Segment Open
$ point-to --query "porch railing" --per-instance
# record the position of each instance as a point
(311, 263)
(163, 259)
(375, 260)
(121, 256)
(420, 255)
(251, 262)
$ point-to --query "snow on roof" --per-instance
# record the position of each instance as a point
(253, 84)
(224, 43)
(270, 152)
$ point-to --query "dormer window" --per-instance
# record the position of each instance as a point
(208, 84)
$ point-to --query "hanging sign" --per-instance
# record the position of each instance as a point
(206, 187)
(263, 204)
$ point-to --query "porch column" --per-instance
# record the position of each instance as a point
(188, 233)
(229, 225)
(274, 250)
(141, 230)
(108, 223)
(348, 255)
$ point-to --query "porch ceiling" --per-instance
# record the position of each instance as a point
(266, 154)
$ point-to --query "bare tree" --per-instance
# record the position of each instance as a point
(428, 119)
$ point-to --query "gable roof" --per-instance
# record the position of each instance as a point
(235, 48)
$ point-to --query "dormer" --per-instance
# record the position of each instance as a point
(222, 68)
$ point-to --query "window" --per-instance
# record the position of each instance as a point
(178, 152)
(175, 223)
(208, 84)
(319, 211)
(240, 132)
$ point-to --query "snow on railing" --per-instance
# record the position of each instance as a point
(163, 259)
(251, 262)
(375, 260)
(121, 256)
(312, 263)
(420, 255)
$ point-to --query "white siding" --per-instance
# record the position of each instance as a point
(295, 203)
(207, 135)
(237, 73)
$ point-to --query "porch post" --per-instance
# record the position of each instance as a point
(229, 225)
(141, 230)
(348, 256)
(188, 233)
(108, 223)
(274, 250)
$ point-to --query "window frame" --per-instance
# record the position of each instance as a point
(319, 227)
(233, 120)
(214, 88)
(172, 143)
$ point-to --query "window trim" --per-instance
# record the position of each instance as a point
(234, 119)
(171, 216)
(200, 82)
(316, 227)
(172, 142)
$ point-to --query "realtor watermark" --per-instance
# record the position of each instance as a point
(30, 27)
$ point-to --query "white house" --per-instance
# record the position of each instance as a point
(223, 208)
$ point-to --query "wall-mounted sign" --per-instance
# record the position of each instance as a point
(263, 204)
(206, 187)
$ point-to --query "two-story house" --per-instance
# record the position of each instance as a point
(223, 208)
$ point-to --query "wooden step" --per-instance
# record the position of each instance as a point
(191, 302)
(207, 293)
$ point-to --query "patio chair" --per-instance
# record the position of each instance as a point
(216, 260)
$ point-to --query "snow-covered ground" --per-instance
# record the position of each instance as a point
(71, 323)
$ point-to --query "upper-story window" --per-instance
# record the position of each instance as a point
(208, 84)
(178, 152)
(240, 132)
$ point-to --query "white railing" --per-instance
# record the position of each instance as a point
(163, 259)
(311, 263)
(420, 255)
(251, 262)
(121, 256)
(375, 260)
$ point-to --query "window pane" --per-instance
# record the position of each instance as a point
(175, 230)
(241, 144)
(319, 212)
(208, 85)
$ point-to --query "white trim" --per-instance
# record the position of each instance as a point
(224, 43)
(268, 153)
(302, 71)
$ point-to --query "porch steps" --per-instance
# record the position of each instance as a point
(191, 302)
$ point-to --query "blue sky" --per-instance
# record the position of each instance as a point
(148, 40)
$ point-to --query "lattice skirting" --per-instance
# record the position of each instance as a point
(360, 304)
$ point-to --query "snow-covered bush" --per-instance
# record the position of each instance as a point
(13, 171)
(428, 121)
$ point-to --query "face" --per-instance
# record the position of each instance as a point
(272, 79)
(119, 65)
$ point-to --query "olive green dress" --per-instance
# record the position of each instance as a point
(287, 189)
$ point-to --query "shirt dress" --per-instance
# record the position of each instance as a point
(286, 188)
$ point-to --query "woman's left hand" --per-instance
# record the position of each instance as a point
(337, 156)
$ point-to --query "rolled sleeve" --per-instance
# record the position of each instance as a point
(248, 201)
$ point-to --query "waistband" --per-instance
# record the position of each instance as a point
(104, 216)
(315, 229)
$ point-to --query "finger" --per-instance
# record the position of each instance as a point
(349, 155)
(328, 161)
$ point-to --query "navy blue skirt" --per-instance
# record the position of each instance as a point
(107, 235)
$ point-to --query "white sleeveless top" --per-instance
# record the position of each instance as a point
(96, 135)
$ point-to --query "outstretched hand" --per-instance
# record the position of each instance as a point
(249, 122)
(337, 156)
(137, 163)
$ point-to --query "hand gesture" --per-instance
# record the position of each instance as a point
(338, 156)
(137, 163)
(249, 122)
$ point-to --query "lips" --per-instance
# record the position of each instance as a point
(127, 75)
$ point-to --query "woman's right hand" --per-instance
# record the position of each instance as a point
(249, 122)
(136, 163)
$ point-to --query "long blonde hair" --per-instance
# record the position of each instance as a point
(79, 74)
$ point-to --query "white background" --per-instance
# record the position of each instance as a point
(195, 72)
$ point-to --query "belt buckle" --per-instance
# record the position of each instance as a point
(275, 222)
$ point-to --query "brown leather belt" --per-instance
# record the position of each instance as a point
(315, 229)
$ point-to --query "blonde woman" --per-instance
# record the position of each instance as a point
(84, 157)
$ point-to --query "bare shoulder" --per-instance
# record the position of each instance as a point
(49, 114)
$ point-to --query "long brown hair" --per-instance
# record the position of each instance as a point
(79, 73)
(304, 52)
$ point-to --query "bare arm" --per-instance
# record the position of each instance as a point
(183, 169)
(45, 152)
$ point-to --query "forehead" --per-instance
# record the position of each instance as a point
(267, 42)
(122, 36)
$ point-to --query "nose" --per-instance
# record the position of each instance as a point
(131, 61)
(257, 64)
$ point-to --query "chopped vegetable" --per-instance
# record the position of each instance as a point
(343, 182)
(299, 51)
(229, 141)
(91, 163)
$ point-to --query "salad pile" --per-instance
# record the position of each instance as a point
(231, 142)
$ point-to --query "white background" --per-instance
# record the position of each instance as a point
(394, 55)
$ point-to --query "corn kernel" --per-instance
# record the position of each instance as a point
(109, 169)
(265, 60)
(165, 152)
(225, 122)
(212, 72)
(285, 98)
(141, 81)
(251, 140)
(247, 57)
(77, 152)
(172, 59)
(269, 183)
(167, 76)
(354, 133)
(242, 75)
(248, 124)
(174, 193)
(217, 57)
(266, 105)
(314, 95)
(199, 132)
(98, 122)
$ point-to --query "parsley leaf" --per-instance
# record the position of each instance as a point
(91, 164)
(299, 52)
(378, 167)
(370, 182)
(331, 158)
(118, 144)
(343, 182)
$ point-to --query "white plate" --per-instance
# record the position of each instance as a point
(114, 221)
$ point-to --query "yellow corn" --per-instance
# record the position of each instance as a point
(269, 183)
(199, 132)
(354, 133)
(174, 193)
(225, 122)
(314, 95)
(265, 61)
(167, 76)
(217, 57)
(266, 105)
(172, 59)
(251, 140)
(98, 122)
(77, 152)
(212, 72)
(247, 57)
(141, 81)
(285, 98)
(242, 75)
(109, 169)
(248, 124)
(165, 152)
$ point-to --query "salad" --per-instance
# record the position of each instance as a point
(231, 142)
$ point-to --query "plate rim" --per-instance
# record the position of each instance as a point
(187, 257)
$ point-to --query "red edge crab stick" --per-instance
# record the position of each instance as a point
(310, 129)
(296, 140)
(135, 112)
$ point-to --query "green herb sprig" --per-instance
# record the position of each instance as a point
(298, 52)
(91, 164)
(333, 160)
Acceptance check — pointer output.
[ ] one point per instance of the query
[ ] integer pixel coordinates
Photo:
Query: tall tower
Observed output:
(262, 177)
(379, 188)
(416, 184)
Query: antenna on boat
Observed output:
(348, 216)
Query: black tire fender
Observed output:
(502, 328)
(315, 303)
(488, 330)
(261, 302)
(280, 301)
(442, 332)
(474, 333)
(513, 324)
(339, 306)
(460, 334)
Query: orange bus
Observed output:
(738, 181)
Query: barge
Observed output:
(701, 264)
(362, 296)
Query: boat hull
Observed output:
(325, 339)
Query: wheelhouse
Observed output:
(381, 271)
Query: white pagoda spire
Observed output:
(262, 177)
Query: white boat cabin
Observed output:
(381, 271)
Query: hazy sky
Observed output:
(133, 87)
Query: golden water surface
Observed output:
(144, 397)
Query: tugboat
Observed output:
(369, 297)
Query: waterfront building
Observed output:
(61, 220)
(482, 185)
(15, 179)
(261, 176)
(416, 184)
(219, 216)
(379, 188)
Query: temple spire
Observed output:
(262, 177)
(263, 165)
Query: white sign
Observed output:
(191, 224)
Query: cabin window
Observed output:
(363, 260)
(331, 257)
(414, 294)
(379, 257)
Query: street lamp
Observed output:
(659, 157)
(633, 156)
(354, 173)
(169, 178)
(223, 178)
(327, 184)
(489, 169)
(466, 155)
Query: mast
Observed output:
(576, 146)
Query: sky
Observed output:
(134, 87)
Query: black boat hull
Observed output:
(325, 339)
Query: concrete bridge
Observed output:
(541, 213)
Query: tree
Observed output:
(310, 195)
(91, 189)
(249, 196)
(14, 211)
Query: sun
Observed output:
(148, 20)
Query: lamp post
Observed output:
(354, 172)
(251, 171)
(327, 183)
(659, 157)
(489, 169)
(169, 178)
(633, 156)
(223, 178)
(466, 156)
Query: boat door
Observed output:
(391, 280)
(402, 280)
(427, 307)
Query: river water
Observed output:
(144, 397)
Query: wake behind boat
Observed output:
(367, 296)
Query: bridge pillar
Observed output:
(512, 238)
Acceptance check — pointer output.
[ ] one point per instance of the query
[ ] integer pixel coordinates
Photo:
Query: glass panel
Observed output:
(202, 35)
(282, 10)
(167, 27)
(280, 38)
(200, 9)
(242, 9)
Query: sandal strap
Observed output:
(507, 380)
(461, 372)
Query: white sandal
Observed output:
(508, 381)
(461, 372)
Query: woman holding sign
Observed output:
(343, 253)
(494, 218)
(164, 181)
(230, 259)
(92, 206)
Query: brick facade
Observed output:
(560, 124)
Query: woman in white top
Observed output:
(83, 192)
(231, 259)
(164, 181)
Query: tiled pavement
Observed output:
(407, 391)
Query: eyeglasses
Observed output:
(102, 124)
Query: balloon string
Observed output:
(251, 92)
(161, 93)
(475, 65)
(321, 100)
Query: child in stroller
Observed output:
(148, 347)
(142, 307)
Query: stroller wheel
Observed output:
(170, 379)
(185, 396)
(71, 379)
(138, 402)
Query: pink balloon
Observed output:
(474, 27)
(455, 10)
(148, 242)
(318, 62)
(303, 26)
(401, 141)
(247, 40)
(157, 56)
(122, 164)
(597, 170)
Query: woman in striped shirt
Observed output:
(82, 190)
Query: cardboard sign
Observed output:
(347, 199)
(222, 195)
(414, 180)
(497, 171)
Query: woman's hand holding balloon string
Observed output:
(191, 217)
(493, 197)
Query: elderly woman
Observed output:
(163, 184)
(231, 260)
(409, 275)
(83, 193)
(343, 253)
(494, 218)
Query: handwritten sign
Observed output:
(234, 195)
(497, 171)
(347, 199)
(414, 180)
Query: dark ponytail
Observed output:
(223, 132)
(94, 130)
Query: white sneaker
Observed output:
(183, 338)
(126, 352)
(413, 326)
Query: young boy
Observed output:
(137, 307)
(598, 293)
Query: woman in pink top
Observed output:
Segment Closed
Exercise
When a line in the data contains the string "bare", copy that line.

Solution to this problem
$ point-to --query "bare tree" --per-instance
$ point-to --query "bare shoulder" --per-instance
$ point-to --query "bare arm" --per-instance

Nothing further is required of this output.